_Objective_
Repeat each line of the material exactly.

◇ ◇ ◇ ◇

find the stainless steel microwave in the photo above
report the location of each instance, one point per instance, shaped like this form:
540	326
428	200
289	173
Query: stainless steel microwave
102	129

◇ ◇ ◇ ◇

_Task response_
find the stainless steel microwave in the photo above
report the location of each instance, one point per instance, shaped like this form:
540	326
428	200
289	173
Query: stainless steel microwave
102	129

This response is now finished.